EXERCÍCIO CURTO:
Diga se cada afirmação bate com o texto sobre uma semana de refeições, respondendo sim ou não e citando as palavras exatas do texto que resolvem a questão. (a) Quem escreve está morando agora na periferia norte de Paris. (b) Quem escreve calcula os macronutrientes do que come. (c) Quem escreve prefere tomar suco a comer a fruta.

TEXTO ESCOLHIDO:
Ano passado publiquei um post mostrando o que eu comia em uma semana e foi um grande sucesso por aqui. Naquele momento eu estava morando em Natal e as comidas que apareceram no meu prato refletiam meu modo de vida por lá e, principalmente, a oferta de alimentos locais, naquela estação. Por isso achei importante voltar com mais uma “semana de refeições” agora que estou num ponto do globo muito distante de cajueiros e plantações de macaxeira: o distrito 93, que fica na periferia norte de Paris, França.
Apesar do estilo das minhas refeições ser diferente quando estou na França (por exemplo, quase sempre faço pratos completos, tudo misturado, e não o esquema de pf no Brasil com feijão+arroz+verdura cozida+salada) sigo a mesma linha de alimentação aqui. Não tenho acompanhamento de nutricionista, não calculo macro nutrientes nem peso comida e ainda não aderi à obsessão mundial por proteína, que já entrou na cabeça de muitas veganas “fitness”. Embora eu prepare minhas refeições com intenção de nutrir o meu corpo e cuidar da saúde pra seguir na peleja da vida e da militância, eu como o que eu gosto e me dá prazer. Tenho a imensa sorte de amar verdura, de achar fruta a sobremesa mais perfeita, de não gostar de frituras nem sentir necessidade de comer doces. Que mais? Feijão é a minha comida preferida, junto com favas e as outras leguminosas, e não bebo suco (prefiro comer a fruta).
No momento estou incluindo mais alimentos à base de soja na minha alimentação porque entrei na peri-menopausa (pré-menopausa) e a soja tem muitos benefícios pra quem está atravessando essa fase…desafiadora. Detalhe importante: todos os alimentos à base de soja que você vai ver aqui foram feitos com soja orgânica, não transgênica, cultivada na França e ainda assim priorizo os fermentados (iogurte natural) e minimamente processados (tofu, leite).

MATERIAL FORNECIDO:
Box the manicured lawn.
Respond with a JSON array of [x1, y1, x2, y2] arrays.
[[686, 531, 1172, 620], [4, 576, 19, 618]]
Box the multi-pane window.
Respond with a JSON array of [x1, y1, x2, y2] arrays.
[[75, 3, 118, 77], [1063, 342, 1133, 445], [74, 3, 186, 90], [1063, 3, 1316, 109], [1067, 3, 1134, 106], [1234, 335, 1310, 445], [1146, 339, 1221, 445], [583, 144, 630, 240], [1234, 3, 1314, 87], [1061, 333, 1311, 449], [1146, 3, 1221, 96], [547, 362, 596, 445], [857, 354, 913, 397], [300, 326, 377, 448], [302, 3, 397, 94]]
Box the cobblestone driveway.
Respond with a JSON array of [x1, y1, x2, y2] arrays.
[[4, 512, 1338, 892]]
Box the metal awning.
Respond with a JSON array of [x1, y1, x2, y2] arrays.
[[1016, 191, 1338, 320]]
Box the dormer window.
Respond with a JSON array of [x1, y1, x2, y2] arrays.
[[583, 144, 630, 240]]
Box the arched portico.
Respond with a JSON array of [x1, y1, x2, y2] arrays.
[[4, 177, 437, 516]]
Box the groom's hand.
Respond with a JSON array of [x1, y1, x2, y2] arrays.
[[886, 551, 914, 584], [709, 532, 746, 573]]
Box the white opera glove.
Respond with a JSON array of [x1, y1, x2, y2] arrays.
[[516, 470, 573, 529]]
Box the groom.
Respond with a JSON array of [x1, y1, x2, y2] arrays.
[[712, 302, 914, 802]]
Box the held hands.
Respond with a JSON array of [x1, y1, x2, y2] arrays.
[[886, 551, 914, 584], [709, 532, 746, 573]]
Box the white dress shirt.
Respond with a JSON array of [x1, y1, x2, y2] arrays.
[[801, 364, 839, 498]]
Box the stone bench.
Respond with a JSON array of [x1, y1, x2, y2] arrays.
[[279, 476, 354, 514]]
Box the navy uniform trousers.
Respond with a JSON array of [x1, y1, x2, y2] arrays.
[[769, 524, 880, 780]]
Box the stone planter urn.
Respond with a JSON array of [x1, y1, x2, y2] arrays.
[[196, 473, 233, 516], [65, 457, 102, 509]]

RESPOSTA ESPERADA:
(a) Sim: "o distrito 93, que fica na periferia norte de Paris, França."
(b) Não: "não calculo macro nutrientes nem peso comida"
(c) Não: "não bebo suco (prefiro comer a fruta)"